--- Dataset content Enclosed Below ---
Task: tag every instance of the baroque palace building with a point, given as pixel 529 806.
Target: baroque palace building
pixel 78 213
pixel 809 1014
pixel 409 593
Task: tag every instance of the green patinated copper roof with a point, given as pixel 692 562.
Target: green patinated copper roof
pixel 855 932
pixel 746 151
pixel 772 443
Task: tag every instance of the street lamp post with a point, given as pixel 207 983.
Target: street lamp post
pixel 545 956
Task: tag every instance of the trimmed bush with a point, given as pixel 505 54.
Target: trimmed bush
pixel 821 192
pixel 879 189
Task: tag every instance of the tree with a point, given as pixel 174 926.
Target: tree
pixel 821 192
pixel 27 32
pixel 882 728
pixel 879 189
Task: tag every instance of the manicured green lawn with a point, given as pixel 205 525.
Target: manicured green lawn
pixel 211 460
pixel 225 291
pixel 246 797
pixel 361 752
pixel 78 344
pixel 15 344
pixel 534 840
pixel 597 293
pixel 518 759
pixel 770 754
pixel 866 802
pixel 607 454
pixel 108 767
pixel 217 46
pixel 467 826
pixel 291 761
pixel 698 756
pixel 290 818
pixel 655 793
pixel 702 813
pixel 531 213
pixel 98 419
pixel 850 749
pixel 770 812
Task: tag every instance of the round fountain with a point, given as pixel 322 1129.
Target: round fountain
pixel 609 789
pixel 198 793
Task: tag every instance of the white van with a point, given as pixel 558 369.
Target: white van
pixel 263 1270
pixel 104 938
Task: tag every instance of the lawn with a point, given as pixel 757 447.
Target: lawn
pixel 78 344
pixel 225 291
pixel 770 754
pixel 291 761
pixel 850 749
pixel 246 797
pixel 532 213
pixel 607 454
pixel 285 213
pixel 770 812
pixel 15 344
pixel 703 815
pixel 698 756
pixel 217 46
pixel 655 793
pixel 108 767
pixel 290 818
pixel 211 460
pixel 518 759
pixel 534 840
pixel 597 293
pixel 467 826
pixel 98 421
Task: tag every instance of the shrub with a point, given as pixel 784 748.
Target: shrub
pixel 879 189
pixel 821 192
--- End of Enclosed Dataset content ---
**Work item**
Exactly as shown above, return every record.

**Answer space**
Task: tag every instance of the baroque palace building with a point, given as pixel 529 806.
Target: baroque palace building
pixel 78 213
pixel 809 1014
pixel 409 593
Task: tag every instance of the green patinated copper roof with a point, given as pixel 692 562.
Target: green patinated copper roof
pixel 855 932
pixel 746 151
pixel 772 443
Task: tag every instance of the street lamp post with a point, given as pixel 207 983.
Target: street lamp post
pixel 545 956
Task: tag every instance of the trimmed bush with a point, given as pixel 505 54.
Target: trimmed bush
pixel 821 192
pixel 879 189
Task: tag every instance of the tree with a point, given as pixel 174 926.
Target: tree
pixel 821 192
pixel 27 32
pixel 882 728
pixel 879 189
Task: tag every instance of the manicured green lawn with a point, given as pixel 205 525.
Target: manicured green lawn
pixel 211 460
pixel 225 291
pixel 246 797
pixel 361 752
pixel 78 344
pixel 15 344
pixel 534 840
pixel 597 293
pixel 518 759
pixel 770 754
pixel 866 802
pixel 607 454
pixel 108 767
pixel 217 46
pixel 467 826
pixel 291 761
pixel 698 756
pixel 290 818
pixel 655 793
pixel 702 813
pixel 531 213
pixel 98 419
pixel 850 749
pixel 770 812
Task: tag every instance of the round fountain with a point, given as pixel 322 1129.
Target: round fountain
pixel 609 789
pixel 198 793
Task: tag every instance of the white van with a point, given as pixel 558 369.
Target: white van
pixel 263 1270
pixel 104 938
Task: tag every instance of the lawn with a point, given as pixel 757 447.
Target: lawn
pixel 78 344
pixel 225 291
pixel 770 754
pixel 291 761
pixel 850 749
pixel 246 797
pixel 532 213
pixel 607 454
pixel 285 213
pixel 770 812
pixel 15 344
pixel 703 815
pixel 698 756
pixel 217 46
pixel 655 793
pixel 108 767
pixel 290 818
pixel 211 460
pixel 518 759
pixel 534 840
pixel 597 293
pixel 467 826
pixel 98 421
Task: tag every instance of the shrub with a point, given as pixel 784 748.
Target: shrub
pixel 879 189
pixel 821 192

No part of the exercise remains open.